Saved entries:

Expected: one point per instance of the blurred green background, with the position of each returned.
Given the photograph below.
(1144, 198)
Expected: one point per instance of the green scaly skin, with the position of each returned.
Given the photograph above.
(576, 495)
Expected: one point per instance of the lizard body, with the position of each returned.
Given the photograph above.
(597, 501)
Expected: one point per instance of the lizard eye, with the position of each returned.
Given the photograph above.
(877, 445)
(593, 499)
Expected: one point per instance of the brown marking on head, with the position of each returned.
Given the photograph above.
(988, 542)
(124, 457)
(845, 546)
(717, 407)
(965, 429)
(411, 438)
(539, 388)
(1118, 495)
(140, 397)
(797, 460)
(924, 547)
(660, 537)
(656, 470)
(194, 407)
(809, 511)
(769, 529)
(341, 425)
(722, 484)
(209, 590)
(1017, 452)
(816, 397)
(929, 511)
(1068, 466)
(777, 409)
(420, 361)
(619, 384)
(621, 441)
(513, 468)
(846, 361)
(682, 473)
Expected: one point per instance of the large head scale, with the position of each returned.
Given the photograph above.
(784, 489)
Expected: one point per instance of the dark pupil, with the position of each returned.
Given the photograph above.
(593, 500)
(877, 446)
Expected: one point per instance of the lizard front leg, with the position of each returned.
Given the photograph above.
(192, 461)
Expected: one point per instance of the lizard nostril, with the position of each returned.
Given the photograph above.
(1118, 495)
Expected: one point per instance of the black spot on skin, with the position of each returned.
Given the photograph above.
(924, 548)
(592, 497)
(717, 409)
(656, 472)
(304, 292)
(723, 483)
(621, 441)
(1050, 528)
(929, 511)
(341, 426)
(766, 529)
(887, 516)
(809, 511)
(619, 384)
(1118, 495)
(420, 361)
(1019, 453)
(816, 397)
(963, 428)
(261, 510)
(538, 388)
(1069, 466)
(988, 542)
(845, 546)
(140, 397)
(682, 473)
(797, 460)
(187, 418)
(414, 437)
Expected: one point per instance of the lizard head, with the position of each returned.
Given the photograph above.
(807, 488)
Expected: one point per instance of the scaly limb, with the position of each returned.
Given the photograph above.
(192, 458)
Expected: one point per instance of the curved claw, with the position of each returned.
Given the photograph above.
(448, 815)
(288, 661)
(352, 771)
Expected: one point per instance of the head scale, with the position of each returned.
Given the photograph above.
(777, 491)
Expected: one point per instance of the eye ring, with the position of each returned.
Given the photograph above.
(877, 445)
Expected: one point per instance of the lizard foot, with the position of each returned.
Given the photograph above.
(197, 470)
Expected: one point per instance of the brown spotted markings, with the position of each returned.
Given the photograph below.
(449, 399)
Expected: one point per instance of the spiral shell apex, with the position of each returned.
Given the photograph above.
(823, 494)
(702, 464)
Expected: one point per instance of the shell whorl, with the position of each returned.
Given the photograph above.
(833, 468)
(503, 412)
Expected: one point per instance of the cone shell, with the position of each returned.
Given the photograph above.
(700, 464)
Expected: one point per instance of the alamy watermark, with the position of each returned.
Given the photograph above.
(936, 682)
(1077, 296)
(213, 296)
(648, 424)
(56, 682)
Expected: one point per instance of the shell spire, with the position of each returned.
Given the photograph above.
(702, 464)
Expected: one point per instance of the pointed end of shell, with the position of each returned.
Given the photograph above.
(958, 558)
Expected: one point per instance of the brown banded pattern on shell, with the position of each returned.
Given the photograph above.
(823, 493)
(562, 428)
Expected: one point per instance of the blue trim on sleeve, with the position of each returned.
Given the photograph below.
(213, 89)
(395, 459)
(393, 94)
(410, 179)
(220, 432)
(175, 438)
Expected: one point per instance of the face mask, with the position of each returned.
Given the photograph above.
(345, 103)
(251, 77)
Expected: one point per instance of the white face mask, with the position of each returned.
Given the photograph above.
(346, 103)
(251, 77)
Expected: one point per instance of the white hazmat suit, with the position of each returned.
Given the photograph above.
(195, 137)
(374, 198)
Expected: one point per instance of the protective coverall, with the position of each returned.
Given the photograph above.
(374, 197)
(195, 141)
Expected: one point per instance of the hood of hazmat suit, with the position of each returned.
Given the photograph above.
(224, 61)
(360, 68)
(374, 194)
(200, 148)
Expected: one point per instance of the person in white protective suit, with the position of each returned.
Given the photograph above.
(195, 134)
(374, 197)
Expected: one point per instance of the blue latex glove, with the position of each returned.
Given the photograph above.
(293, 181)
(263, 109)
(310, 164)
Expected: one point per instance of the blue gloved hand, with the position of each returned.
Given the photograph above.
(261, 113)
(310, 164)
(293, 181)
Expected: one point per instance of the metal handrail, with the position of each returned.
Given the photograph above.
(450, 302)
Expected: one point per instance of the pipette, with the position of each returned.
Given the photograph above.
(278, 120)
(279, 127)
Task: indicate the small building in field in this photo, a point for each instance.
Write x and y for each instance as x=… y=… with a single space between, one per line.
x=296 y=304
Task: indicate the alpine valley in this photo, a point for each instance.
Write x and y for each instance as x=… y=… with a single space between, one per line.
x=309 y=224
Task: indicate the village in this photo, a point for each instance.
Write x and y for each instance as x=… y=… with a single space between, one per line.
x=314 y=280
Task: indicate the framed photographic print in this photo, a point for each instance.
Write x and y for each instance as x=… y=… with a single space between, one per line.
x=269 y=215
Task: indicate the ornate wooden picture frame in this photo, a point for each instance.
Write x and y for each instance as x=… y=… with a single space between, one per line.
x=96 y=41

**What you have to do**
Give only the count of lines in the data that include the string "green".

**Response for this exercise**
2